WHAT TO PRODUCE:
Copy out the data below word for word, leaving out the pictures.

** Start **

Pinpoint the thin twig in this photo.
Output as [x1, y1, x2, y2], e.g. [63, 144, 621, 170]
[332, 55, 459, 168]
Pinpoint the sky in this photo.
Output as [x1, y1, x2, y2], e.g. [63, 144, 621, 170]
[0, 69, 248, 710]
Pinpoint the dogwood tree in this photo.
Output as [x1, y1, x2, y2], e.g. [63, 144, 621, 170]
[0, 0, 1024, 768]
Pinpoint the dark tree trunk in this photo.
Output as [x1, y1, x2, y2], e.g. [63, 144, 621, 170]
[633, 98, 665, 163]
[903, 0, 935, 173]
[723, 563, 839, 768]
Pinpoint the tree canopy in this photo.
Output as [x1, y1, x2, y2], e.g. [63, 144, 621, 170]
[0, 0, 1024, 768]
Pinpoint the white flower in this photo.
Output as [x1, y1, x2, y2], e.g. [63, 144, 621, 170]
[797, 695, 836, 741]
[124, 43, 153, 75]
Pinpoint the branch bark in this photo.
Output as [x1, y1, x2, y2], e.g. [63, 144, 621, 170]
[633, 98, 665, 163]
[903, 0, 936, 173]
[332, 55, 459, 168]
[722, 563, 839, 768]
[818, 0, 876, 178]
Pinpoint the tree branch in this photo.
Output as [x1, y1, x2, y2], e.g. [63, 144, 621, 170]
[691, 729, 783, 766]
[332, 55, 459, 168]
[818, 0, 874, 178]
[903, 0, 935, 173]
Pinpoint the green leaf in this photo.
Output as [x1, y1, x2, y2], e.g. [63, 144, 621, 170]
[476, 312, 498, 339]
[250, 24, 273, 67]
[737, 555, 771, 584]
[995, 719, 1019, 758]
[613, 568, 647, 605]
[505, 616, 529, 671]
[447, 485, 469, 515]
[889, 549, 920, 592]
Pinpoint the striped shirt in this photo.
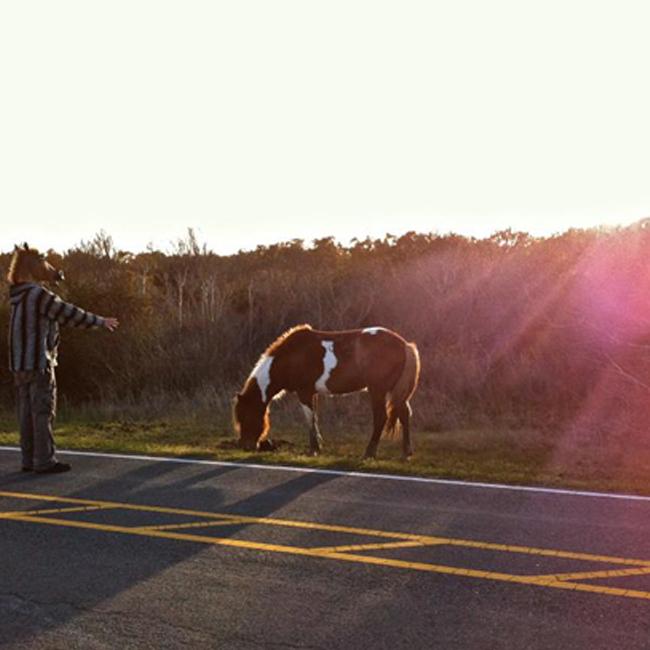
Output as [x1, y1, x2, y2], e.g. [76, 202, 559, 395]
[9, 282, 104, 372]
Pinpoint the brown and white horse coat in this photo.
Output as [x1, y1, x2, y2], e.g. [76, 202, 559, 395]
[234, 325, 420, 457]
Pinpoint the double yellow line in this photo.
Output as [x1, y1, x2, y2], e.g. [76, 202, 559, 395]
[0, 491, 650, 600]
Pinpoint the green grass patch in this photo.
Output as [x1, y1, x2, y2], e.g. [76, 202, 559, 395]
[0, 417, 650, 494]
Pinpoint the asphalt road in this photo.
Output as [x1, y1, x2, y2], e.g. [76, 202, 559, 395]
[0, 451, 650, 650]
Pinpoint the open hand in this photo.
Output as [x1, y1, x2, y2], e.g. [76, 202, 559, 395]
[104, 317, 120, 332]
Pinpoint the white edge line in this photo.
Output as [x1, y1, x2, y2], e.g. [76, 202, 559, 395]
[0, 445, 650, 501]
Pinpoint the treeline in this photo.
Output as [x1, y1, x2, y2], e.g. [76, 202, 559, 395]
[0, 221, 650, 431]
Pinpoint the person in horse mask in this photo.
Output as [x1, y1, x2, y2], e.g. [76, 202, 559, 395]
[7, 244, 119, 474]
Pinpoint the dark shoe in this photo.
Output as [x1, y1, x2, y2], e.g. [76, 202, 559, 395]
[35, 463, 70, 474]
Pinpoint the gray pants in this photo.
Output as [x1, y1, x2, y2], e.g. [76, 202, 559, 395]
[14, 369, 56, 470]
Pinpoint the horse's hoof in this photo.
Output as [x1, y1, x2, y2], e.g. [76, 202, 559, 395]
[257, 438, 277, 451]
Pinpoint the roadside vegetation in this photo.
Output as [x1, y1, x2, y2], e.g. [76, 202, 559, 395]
[0, 222, 650, 494]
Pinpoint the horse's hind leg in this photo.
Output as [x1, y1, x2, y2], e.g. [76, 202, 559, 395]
[363, 392, 388, 458]
[397, 402, 413, 460]
[298, 395, 323, 456]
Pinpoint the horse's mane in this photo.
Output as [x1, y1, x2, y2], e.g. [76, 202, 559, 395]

** End **

SOLVED EXERCISE:
Pinpoint the thin twig in this photo.
Output as [x1, y1, x2, y2], e.g. [63, 144, 621, 170]
[332, 55, 459, 168]
Pinpoint the sky in this photo.
Output as [x1, y1, x2, y2], e.g. [63, 144, 621, 170]
[0, 69, 248, 710]
Pinpoint the dogwood tree in this photo.
Output as [x1, y1, x2, y2], e.g. [63, 144, 621, 170]
[0, 0, 1024, 768]
Pinpoint the dark tree trunk in this photo.
Output as [x1, y1, x2, y2], e.g. [63, 144, 621, 170]
[633, 98, 665, 163]
[903, 0, 935, 173]
[723, 563, 839, 768]
Pinpoint the tree canopy in this photo.
Output as [x1, y1, x2, y2], e.g. [63, 144, 621, 170]
[0, 0, 1024, 768]
Pinpoint the white flower in this photo.
Output as [x1, y1, x2, y2], e.g. [63, 144, 621, 170]
[797, 695, 836, 741]
[124, 43, 153, 75]
Pinpoint the branch bark in this photo.
Output as [x1, y1, x2, y2], e.g. [63, 144, 621, 170]
[633, 98, 665, 163]
[903, 0, 936, 173]
[332, 55, 459, 168]
[722, 563, 839, 768]
[818, 0, 876, 178]
Pinpoint the tree branch in this photo.
Output as [x1, y1, x2, y2], e.g. [63, 144, 621, 170]
[691, 729, 783, 766]
[332, 55, 459, 168]
[818, 0, 874, 178]
[903, 0, 935, 173]
Pinpoint the green leaf in this photo.
Output as [x1, y1, x2, y2], e.g. [63, 144, 621, 170]
[476, 312, 498, 339]
[250, 24, 273, 67]
[737, 555, 771, 584]
[995, 719, 1019, 758]
[613, 568, 647, 605]
[505, 616, 529, 671]
[447, 485, 469, 515]
[889, 549, 920, 592]
Pinpoint the striped shirt in this photo.
Output as [x1, y1, x2, y2], e.g. [76, 202, 559, 395]
[9, 282, 104, 372]
Pinpoint the brown and white horse coat in this photo.
Output as [x1, y1, x2, y2], e.g. [76, 202, 559, 395]
[234, 325, 420, 457]
Pinpoint the double yellow line in this photo.
Output as [x1, y1, x2, y2], e.g. [76, 202, 559, 395]
[0, 491, 650, 600]
Pinpoint the green grass patch in this photo.
Output as [x1, y1, x2, y2], e.g. [76, 202, 559, 395]
[0, 417, 650, 494]
Pinpoint the asphalt road in this photo.
Output as [x1, y1, x2, y2], e.g. [76, 202, 559, 395]
[0, 451, 650, 650]
Pinpoint the open hand in this photo.
Output as [x1, y1, x2, y2], e.g. [76, 202, 559, 395]
[104, 317, 120, 332]
Pinpoint the white edge line in this photo.
Output as [x1, y1, x2, y2], e.g. [76, 202, 559, 395]
[0, 445, 650, 501]
Pinpoint the treeline in this photo.
Output as [x1, y1, x2, y2], e.g. [76, 202, 559, 395]
[0, 221, 650, 431]
Pinpoint the person in horse mask in this photo.
Output as [x1, y1, x2, y2], e.g. [76, 202, 559, 395]
[7, 244, 119, 474]
Pinpoint the dark shoe in this photo.
Output as [x1, y1, x2, y2], e.g. [76, 202, 559, 395]
[35, 463, 70, 474]
Pinpoint the gray pants in this photo.
Output as [x1, y1, x2, y2], e.g. [76, 202, 559, 395]
[14, 369, 56, 470]
Pinpoint the horse's hoof in this photo.
Output as [x1, y1, x2, y2], e.g. [76, 202, 559, 395]
[257, 438, 277, 451]
Pinpoint the roadside vegetation in this photo.
Output as [x1, y1, x2, y2], e.g. [76, 202, 559, 395]
[0, 222, 650, 494]
Pinpoint the horse's hind leg in this photo.
Output as [x1, y1, x2, y2], e.g. [76, 202, 559, 395]
[363, 392, 388, 458]
[397, 402, 413, 460]
[298, 395, 323, 456]
Pinpoint the horse's mane in this photo.
Output as [x1, y1, x2, y2], e.g. [76, 202, 559, 395]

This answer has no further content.